• [Directions]
Copy out, without any change, the part of the records that opens with the line containing "Where can the wet" and closes with the line containing "<point>314,349</point>", including both of those lines.

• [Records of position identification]

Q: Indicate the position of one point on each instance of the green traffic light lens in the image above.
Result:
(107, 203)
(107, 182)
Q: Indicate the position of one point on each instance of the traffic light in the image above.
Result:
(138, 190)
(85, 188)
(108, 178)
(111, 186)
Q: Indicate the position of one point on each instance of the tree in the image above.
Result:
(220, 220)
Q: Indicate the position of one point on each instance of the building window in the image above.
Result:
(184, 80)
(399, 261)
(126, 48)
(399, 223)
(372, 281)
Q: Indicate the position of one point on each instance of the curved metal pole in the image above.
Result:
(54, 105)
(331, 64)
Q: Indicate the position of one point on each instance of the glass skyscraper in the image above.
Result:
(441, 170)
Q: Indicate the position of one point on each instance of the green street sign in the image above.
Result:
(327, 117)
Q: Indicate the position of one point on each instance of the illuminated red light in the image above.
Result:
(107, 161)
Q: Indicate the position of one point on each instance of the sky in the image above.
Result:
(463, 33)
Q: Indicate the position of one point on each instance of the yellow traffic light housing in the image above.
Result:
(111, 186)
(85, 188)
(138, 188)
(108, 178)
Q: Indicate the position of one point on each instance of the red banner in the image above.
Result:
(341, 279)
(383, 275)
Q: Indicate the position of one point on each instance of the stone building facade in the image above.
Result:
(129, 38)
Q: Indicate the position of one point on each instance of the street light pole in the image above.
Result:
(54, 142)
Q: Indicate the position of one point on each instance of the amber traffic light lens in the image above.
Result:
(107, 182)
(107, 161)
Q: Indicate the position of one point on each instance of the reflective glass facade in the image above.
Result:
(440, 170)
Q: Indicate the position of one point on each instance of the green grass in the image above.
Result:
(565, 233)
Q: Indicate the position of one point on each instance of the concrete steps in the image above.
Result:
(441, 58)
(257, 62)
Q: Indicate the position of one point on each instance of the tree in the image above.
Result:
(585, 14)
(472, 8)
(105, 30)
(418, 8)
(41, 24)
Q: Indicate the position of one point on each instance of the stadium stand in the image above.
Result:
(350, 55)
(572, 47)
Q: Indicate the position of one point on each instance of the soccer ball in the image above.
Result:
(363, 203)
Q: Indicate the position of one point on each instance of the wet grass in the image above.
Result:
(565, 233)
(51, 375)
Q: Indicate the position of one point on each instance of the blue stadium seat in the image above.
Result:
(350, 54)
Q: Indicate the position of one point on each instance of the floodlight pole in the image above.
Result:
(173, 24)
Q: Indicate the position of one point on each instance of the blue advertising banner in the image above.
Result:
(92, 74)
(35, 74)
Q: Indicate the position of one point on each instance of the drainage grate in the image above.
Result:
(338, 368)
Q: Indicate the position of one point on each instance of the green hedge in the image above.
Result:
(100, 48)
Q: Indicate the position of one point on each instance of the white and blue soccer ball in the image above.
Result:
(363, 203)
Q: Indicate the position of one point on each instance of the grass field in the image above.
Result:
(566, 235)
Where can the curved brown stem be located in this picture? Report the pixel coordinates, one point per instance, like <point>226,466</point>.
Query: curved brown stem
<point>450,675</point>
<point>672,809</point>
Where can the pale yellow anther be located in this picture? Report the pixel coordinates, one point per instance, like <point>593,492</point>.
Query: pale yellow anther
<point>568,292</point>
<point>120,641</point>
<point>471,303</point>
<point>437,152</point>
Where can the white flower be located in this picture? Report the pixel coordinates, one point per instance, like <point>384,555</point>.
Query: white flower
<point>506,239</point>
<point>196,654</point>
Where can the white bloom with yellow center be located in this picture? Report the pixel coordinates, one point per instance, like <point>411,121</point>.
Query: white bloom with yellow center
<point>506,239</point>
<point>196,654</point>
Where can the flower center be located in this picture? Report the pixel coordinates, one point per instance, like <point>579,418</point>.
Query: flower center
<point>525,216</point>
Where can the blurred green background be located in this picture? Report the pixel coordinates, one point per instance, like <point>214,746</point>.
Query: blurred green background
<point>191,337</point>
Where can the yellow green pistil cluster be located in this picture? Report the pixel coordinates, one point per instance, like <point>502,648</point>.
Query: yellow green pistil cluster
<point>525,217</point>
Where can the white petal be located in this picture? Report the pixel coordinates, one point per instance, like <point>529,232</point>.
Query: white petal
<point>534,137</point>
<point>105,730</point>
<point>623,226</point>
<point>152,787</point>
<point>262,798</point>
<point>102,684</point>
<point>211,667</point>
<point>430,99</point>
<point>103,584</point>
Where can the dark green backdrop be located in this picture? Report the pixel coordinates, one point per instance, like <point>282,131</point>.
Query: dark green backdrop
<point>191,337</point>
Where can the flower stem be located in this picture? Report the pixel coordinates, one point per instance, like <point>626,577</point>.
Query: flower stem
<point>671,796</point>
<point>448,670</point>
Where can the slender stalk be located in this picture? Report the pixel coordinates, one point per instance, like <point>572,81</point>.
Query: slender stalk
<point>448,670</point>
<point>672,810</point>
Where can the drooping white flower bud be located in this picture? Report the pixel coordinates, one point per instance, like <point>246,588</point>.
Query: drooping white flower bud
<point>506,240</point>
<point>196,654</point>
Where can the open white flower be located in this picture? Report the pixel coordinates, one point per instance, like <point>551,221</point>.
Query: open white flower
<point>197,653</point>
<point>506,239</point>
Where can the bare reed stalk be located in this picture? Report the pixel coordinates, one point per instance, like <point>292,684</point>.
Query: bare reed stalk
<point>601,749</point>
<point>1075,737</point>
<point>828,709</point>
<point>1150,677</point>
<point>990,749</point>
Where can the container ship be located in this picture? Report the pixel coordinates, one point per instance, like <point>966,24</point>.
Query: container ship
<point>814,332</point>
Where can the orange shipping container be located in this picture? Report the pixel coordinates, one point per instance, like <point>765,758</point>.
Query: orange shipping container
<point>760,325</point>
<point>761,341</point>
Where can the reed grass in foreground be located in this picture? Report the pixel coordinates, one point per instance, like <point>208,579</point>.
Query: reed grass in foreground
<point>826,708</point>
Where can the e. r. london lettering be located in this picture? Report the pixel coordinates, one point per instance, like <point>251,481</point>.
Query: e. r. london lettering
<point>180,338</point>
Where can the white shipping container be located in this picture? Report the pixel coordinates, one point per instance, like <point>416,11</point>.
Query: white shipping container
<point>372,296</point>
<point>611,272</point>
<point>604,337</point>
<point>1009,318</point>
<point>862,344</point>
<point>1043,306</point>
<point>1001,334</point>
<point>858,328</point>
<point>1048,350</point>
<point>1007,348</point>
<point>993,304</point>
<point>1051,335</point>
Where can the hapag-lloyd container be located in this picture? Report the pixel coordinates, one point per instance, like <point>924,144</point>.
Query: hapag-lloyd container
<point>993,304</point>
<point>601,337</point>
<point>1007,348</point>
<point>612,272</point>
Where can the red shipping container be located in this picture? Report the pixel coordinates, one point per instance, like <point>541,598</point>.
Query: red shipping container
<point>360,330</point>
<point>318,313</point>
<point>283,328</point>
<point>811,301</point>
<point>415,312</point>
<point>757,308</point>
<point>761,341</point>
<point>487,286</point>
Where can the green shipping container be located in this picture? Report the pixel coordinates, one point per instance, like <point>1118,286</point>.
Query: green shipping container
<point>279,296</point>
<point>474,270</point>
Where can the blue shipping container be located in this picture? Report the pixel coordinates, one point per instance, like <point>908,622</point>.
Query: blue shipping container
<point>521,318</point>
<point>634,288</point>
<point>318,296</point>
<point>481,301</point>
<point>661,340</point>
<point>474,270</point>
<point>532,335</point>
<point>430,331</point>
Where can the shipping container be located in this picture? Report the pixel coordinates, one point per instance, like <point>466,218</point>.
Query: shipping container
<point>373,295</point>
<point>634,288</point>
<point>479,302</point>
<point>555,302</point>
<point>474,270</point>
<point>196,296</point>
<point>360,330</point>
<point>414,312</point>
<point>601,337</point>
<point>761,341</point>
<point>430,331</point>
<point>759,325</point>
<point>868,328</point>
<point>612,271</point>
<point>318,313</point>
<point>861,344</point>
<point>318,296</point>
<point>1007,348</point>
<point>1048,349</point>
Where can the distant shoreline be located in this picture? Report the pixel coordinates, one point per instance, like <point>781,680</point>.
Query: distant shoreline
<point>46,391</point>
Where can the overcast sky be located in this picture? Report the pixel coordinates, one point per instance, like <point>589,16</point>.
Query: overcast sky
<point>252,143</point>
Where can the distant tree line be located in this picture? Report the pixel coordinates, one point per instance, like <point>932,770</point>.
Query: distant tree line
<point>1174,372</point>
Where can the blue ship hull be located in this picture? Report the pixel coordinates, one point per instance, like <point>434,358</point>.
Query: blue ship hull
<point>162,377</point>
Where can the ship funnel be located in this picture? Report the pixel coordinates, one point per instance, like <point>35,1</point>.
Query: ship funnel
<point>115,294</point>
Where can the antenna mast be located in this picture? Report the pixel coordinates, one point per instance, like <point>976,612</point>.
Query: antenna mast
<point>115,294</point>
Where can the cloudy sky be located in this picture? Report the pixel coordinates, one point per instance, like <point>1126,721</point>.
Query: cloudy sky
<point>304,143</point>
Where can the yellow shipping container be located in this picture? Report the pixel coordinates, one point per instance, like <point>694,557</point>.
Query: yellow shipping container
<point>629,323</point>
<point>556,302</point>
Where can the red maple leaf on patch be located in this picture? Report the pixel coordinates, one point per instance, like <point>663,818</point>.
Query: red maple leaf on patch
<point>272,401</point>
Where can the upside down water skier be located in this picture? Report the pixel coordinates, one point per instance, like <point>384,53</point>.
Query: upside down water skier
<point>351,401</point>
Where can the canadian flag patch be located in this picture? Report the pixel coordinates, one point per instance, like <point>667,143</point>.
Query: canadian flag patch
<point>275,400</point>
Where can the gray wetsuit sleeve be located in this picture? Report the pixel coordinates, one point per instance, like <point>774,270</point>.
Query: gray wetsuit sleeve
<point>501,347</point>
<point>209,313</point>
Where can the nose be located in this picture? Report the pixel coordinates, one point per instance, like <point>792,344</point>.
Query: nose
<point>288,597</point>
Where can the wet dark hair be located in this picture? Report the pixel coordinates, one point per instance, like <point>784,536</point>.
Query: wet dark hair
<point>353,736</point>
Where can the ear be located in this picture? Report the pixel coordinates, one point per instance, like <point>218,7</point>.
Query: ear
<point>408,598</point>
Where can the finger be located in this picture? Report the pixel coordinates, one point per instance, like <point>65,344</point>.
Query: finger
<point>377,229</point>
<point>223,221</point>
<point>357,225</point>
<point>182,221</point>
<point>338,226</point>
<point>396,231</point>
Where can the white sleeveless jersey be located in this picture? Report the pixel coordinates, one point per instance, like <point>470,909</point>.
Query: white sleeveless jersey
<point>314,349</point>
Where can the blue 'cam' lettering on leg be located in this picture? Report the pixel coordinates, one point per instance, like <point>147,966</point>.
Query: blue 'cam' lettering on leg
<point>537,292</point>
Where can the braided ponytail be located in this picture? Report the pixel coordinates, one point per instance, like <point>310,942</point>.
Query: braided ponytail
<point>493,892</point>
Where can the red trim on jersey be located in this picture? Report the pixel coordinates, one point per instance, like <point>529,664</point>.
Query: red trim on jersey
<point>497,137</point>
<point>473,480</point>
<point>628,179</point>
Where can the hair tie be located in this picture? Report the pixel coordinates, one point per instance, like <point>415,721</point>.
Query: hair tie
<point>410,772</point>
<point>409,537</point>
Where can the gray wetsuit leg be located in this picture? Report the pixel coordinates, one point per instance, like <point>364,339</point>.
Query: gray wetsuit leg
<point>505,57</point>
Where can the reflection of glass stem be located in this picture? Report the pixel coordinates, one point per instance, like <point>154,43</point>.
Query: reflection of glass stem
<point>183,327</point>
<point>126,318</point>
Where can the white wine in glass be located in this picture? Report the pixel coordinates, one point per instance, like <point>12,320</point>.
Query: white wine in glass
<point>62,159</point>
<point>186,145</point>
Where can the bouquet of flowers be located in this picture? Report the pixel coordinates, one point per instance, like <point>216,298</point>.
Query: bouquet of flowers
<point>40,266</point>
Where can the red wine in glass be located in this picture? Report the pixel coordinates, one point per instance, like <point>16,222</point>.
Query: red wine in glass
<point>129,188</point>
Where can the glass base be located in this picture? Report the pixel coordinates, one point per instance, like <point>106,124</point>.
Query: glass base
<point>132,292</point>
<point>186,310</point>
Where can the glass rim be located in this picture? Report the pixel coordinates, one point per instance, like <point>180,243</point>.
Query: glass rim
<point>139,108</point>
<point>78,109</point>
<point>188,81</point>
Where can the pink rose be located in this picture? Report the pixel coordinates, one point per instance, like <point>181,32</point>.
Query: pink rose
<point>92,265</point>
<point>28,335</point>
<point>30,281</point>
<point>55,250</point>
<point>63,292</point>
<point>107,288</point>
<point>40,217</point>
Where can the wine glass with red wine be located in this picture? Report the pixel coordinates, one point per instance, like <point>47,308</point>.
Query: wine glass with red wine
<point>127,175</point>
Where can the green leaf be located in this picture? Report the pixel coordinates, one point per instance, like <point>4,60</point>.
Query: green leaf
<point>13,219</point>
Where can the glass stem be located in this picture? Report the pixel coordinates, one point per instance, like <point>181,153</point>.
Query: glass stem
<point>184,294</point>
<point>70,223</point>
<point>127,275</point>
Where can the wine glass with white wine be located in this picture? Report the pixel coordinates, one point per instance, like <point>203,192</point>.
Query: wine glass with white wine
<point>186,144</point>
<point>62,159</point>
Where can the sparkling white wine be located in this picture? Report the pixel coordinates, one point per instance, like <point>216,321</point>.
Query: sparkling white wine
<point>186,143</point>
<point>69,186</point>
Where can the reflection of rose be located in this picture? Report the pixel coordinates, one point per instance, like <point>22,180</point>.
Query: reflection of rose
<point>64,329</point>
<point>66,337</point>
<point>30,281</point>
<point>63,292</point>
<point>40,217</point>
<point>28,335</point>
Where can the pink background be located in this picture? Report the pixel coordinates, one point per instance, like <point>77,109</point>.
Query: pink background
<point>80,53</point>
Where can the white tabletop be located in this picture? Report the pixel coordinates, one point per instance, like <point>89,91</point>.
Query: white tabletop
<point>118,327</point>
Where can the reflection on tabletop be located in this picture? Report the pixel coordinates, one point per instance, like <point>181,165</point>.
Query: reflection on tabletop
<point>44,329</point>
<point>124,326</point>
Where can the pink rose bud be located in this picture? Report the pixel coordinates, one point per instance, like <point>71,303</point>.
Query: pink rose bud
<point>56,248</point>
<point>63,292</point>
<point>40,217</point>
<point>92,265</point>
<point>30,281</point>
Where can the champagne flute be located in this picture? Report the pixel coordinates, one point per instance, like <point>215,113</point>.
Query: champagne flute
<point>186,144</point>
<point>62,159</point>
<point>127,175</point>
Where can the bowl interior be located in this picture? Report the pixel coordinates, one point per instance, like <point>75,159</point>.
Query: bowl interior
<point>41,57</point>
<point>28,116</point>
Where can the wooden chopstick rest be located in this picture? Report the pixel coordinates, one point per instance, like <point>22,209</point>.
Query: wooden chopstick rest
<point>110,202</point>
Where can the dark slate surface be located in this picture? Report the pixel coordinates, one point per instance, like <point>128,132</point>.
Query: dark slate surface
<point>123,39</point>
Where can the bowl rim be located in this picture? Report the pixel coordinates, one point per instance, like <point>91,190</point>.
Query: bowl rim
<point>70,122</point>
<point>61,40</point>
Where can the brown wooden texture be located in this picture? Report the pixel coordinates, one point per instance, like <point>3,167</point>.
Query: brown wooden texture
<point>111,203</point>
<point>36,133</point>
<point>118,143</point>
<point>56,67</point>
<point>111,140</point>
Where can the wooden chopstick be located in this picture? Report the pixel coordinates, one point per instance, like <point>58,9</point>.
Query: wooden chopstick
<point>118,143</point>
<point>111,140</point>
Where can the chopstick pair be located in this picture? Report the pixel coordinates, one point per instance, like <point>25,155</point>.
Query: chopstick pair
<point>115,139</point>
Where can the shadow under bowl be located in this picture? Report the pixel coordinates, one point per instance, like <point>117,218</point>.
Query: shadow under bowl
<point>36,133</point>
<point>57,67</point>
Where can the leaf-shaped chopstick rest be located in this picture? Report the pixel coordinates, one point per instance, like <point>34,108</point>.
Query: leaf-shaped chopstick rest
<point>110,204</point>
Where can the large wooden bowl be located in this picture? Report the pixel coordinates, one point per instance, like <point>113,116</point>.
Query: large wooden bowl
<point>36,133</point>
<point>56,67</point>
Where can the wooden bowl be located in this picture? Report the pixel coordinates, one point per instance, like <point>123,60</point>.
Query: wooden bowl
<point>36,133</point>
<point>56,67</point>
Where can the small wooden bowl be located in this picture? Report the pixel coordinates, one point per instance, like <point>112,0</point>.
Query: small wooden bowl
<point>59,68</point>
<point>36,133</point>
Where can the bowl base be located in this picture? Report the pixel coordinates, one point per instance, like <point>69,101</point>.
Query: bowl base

• [Expected output]
Where can the wet dark hair be located in this picture? Report the pixel coordinates, one point per instance, like <point>784,536</point>.
Query: wet dark hair
<point>353,736</point>
Where can the ear be located in this picture? Report the pixel coordinates, one point per instance, like <point>218,7</point>.
Query: ear
<point>408,598</point>
Where can the finger be located in this picture? Report the pixel coordinates, one point per instance, like <point>65,344</point>.
Query: finger
<point>377,229</point>
<point>223,221</point>
<point>357,225</point>
<point>182,221</point>
<point>338,226</point>
<point>396,231</point>
Where can the white sleeveless jersey be located in this picture? Report the pixel coordinates, one point per instance, like <point>470,909</point>.
Query: white sleeveless jersey
<point>314,349</point>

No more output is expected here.